» Excerpted passage
_ _ _ _
I’ve told you how to tell if a step-size in a line-search is good, but I haven’t actually told you how to calculate one. There is more than one way to do this, but in the interest of simplicity a binary search works just fine. Start by defining a region you expect the step-size to fall in. The minimum alpha should be 0 (you have to go forward but step can be arbitrarily small) and the maximum is a somewhat large arbitrary number say 100 or 1000. Your step is alpha times -gradient, so if you’re expecting an unusually small gradient your max alpha may have to be bigger.
To search you sample an alpha in the middle. If it satisfies the conditions you’re done. If it’s too far then set max alpha to the current alpha and sample a new alpha in the middle of the new region. Similarly if it’s not far enough then set min alpha to the current alpha and sample a new alpha in the middle of that new region. You can tell whether it’s too close or too far based on which condition is violated. If error doesn’t decrease enough or the function is now sloping upward then you’ve gone too far. If it’s too steep and still sloping downward then you haven’t gone far enough.
Once you have all of the parts the main gradient descent loop is very simple. The hardest part of applying these techniques to a problem is in formulating the error function and gradient. I kind of glossed over the gradient calculation above. What if I made a mistake? Well, it’s possible (and generally a good idea) to approximate the gradient numerically and see if it’s similar. Numerically calculating the gradient is just a matter of taking the slope along each axis over a small length. It’s a good way to catch a bug in your analytically calculated gradient, but in subtracting two very close numbers you lose a lot of your machine precision and the numerical gradient requires 2*(dimension of input vector) evaluations of the error function making it usually much slower than calculating the analytical derivative. In short: suck it up and do your calculus.
Above is the bare minimum you’d need to reasonably solve an unconstrained nonlinear optimization problem, but it’s by no means the only way. Optimization, finding minimums or maximums, is essentially the same as finding a zero or root of a function (that function being the gradient of your error). We’ve had good techniques for doing that for literally hundreds of years, and one of the best is Newton’s method.
The geometric reasoning behind Newton’s method is to use the derivative to build a tangent line at your initial guess, and then intersect that with the x-axis to get a new guess for the root of the more complex function. This isn’t always guaranteed to work, but given the right conditions and a good initial guess it converges quadratically, which is to say very quickly. As an example let’s look at calculating the square-root of 2. We want to find x so that x^2 = 2. This is the same as finding the root for f(x) = x^2 – 2. I know it’s pretty close to 1.5, so that’ll be our initial guess.
_ _ _ _
» Aim A
Repeat the optimization passage from "I’ve told you" up to and including "to be bigger.".
» Aim B
Go on with the passage about line search and Newton's method, picking up right after its last sentence.
The data after this passage isn't needed for anything here.
_ _ _ _
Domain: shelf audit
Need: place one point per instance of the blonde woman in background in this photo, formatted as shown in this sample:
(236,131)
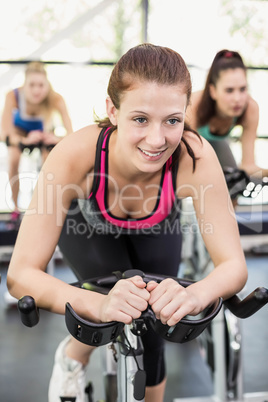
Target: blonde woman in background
(27,121)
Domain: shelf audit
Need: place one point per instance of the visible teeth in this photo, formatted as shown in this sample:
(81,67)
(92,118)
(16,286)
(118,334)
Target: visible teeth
(149,153)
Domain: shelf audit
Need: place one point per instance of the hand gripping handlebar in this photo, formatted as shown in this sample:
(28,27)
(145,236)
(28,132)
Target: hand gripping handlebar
(97,334)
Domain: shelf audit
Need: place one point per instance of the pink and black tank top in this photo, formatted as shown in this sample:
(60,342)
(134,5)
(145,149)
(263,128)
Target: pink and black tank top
(96,211)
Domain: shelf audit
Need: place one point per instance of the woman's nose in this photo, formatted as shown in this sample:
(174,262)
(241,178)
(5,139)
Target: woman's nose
(155,137)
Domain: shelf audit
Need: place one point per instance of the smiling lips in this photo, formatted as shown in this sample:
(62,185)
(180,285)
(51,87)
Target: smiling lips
(151,154)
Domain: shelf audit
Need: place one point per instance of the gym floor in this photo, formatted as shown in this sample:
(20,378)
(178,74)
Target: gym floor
(26,355)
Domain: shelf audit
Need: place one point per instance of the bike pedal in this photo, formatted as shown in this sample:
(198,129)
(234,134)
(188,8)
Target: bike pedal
(89,392)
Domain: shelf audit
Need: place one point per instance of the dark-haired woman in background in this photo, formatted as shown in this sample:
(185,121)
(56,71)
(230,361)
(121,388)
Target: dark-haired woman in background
(223,104)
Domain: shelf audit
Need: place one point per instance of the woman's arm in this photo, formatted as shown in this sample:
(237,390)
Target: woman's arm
(7,127)
(191,113)
(64,176)
(219,230)
(249,124)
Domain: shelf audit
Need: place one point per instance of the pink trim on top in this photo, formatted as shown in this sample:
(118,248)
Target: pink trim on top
(165,203)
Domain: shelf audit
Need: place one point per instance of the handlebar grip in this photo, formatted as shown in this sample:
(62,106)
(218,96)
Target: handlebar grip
(29,313)
(248,306)
(90,333)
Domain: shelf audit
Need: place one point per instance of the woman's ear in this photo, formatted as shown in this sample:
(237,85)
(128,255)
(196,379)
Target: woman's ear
(212,91)
(111,111)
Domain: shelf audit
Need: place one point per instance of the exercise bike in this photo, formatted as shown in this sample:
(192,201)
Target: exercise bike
(126,340)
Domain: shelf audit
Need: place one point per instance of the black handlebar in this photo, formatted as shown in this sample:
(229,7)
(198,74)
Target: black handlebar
(98,334)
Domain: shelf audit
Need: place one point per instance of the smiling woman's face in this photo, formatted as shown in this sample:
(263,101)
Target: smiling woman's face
(36,87)
(150,123)
(230,92)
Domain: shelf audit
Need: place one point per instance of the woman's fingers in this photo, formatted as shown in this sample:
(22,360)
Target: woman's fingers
(171,302)
(126,300)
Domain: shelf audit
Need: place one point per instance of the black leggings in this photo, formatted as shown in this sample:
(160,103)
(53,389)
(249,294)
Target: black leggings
(91,254)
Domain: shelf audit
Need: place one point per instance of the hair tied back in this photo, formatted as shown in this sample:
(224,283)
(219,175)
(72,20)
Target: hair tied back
(228,54)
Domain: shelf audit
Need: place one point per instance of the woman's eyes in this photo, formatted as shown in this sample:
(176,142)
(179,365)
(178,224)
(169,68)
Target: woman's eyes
(140,120)
(171,122)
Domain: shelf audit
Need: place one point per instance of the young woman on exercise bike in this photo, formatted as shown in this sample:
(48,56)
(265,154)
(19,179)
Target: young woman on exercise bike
(223,104)
(128,173)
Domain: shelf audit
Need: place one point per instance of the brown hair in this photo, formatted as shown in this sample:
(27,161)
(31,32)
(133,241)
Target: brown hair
(224,60)
(147,62)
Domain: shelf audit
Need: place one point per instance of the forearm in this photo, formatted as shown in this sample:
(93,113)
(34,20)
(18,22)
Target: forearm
(52,294)
(224,281)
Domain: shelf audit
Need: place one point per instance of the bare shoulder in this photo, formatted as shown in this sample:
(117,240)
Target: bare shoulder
(251,114)
(74,157)
(192,108)
(253,106)
(207,166)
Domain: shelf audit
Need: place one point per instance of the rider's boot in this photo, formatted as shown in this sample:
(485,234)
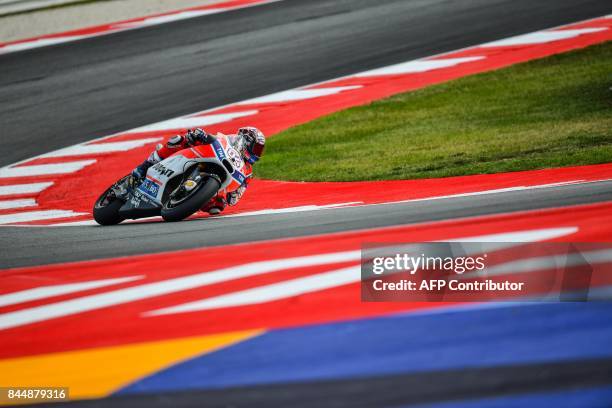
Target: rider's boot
(139,173)
(215,205)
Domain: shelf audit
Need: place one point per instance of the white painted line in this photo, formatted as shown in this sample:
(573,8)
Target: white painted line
(534,264)
(536,235)
(44,292)
(541,37)
(9,204)
(184,15)
(270,293)
(298,94)
(117,297)
(417,66)
(119,26)
(485,192)
(292,209)
(73,224)
(44,169)
(36,216)
(193,121)
(328,280)
(43,42)
(100,148)
(16,189)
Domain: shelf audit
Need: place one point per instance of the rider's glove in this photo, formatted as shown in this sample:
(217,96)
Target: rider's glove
(234,196)
(198,136)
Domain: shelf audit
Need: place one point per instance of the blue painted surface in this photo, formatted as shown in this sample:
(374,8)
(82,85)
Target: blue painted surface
(579,398)
(484,337)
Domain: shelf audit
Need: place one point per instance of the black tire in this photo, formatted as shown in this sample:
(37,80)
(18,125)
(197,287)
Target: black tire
(107,214)
(204,192)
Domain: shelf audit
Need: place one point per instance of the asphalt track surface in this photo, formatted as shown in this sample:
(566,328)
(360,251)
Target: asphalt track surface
(61,95)
(57,96)
(35,246)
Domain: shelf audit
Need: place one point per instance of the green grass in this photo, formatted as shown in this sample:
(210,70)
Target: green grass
(552,112)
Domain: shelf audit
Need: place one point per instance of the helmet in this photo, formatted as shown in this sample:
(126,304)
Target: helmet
(254,143)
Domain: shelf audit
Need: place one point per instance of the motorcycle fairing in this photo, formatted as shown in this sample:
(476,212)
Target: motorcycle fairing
(139,206)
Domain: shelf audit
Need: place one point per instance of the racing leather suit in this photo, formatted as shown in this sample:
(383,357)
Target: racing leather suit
(196,138)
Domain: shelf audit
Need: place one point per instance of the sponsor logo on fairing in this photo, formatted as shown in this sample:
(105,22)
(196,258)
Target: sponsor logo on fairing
(163,170)
(149,187)
(219,150)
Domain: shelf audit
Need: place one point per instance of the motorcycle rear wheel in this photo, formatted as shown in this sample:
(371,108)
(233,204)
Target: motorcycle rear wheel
(108,213)
(196,199)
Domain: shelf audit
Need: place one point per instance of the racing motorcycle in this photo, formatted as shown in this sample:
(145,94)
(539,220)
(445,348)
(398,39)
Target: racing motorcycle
(176,187)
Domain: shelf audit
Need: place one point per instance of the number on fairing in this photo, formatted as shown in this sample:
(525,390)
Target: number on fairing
(235,157)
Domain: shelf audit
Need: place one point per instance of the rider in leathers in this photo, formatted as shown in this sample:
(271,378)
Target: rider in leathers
(249,141)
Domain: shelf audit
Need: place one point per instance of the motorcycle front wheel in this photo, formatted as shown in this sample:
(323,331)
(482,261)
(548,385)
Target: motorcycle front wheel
(179,208)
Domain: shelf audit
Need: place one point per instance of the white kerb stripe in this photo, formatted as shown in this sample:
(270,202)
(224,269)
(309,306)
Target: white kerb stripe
(168,18)
(340,277)
(418,66)
(93,302)
(44,292)
(29,216)
(43,42)
(269,293)
(541,37)
(10,204)
(16,189)
(117,297)
(100,148)
(193,121)
(298,94)
(44,169)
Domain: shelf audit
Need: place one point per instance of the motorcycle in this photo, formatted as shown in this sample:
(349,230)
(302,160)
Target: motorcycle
(176,187)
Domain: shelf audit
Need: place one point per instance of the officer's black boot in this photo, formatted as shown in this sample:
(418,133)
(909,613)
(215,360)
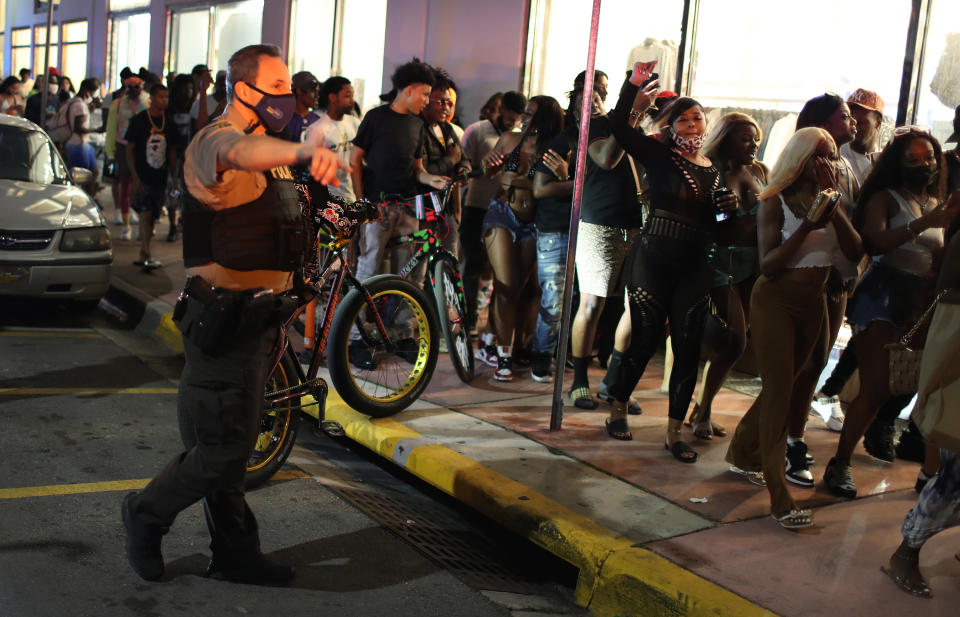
_ _ _ _
» Task response A
I’ve told you how to tell if a step-size in a line-search is good, but I haven’t actually told you how to calculate one. There is more than one way to do this, but in the interest of simplicity a binary search works just fine. Start by defining a region you expect the step-size to fall in. The minimum alpha should be 0 (you have to go forward but step can be arbitrarily small) and the maximum is a somewhat large arbitrary number say 100 or 1000. Your step is alpha times -gradient, so if you’re expecting an unusually small gradient your max alpha may have to be bigger.

» Task response B
Two iterations of Newton’s method takes us from being within 0.1 of the correct answer to to being within 0.00001. A binary search would take over a dozen iterations to improve accuracy by that much. That’s why we care, so how do we apply this to general optimization problems?
The main wrench in directly applying Newton’s method to optimization is that we’re interested in functions of multiple variables. This means the gradient, which is what we’re finding the root of, is a vector, and every element of it needs to go to zero. It gets worse, since f(x) above is the gradient, f'(x) above is the gradient of the gradient, also known as the Hessian, which is a matrix of the second derivatives of our error. Geometrically, using Newton’s method for minimization is like building a quadratic approximation, a paraboloid, of our error and then jumping directly to it’s lowest point.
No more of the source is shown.